* _DIRECTIONS_: Write out the records below once more, exactly as they stand.

* _DATASET ENTRIES_:

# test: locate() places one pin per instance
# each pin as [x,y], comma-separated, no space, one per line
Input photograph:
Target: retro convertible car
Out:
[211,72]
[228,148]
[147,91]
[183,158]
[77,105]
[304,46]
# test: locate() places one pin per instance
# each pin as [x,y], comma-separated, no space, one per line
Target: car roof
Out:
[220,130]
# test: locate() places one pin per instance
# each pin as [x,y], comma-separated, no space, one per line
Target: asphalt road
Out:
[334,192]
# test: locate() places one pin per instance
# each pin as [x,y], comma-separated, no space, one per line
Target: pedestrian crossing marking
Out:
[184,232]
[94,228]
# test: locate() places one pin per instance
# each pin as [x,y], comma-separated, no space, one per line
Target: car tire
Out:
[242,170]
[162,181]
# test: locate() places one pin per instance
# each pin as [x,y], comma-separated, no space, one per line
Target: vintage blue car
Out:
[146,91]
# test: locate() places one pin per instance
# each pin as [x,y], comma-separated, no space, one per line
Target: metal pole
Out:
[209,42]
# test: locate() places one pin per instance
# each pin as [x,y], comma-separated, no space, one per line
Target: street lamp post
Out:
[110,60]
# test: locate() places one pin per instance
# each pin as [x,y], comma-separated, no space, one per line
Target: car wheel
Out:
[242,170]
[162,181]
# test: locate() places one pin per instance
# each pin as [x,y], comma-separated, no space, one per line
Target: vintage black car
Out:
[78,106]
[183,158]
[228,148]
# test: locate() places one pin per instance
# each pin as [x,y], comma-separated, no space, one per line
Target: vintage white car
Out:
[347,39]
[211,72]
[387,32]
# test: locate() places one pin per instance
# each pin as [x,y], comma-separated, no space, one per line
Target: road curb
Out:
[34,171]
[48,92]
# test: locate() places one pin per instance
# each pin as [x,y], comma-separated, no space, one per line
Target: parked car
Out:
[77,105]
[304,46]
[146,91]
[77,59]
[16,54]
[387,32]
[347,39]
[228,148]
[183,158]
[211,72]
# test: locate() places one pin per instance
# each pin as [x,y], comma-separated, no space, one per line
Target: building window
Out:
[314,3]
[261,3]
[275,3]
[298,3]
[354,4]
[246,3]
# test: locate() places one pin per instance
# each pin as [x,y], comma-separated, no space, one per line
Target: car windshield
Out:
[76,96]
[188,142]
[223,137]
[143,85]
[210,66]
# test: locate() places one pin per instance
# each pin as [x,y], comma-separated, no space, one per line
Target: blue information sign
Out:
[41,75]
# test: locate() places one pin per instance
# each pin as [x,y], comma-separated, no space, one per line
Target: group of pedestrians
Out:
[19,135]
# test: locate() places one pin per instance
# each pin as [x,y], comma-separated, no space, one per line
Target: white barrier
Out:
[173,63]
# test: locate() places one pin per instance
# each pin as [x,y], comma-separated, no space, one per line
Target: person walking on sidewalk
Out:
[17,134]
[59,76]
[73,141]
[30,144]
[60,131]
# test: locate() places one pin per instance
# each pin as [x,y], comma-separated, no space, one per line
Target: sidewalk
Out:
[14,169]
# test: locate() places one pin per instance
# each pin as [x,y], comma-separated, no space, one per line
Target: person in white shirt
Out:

* _THE RESULT_:
# test: locate() places one pin per instance
# each pin as [x,y], comma-separated, no space, one per line
Input photograph:
Target: retro convertible car
Out:
[211,72]
[228,148]
[147,91]
[183,158]
[77,105]
[304,46]
# test: locate() places one pin per instance
# each pin as [x,y], comma-separated, no space, one per line
Target: car roof
Out:
[220,130]
# test: locate() places one pin per instance
# each pin as [x,y], comma-separated, no space, one per line
Target: asphalt road
Out:
[334,192]
# test: locate() places one pin per instance
# each pin as [x,y], comma-separated, no space, one per line
Target: pedestrian crossing marking
Out:
[184,232]
[94,228]
# test: locate() places one pin per instance
# each pin as [x,y], comma-separated, no space, one per line
Target: car tire
Out:
[242,170]
[162,181]
# test: locate() places one pin per instance
# each pin as [x,y], comma-separated, no space, one per line
Target: vintage blue car
Out:
[146,91]
# test: locate() places one pin per instance
# each pin as [x,y], comma-separated, no space, one per line
Target: metal pole
Out:
[209,42]
# test: locate() places one pin per instance
# each pin as [x,y], comma-separated, no space, one per line
Target: street lamp post
Out:
[110,60]
# test: locate() places one pin per instance
# each pin as [x,y], comma-separated, no space, one per line
Target: car wheel
Out:
[242,170]
[162,181]
# test: locate() places one pin per instance
# each pin as [x,y], comma-separated, no space, one per line
Target: vintage black car
Out:
[78,106]
[183,158]
[228,148]
# test: locate() places one pin per instance
# each pin as [x,y], comma-separated, no space, one per line
Target: vintage white car
Out:
[347,39]
[211,72]
[387,32]
# test: locate() places one pin per instance
# each pin as [x,y], comma-separated, no space, one per line
Target: road curb
Out:
[34,171]
[48,92]
# test: locate() places one pin per instance
# each pin as [x,y], comma-separated, no space, one per line
Target: parked car
Out:
[77,105]
[304,46]
[146,91]
[77,59]
[16,54]
[387,32]
[347,39]
[228,148]
[183,158]
[211,72]
# test: locate() places one pin per instance
# each pin as [x,y], comma-separated, no space, one per line
Target: building window
Out:
[314,3]
[261,3]
[275,3]
[298,3]
[354,4]
[246,3]
# test: locate() places one pin per instance
# each pin as [x,y], comma-separated, no space, one per line
Target: car windshield
Out:
[76,96]
[188,142]
[223,137]
[143,85]
[210,66]
# test: locate() places one pin per instance
# each pin as [x,y], comma-separated, no space, one per line
Target: blue information sign
Out:
[41,75]
# test: locate() places one pin per instance
# each pin as [x,y], comma-separated, no space, one per line
Target: group of pedestrians
Out:
[19,135]
# test: locate() places one pin per instance
# each pin as [x,y], comma-separated, no space, one per line
Target: white barrier
Out:
[173,63]
# test: locate() places one pin per instance
# each pin as [x,y], comma-separated, no space, one per line
Target: person walking on sidewalk
Out:
[17,134]
[59,76]
[73,141]
[30,144]
[60,131]
# test: locate() places one pin per instance
# each pin as [x,y], comma-separated, no space, one per line
Target: sidewalk
Out:
[14,169]
# test: locate() places one pin per instance
# each pin as [x,y], comma-separated, no space, one per line
Target: person in white shirt
Out:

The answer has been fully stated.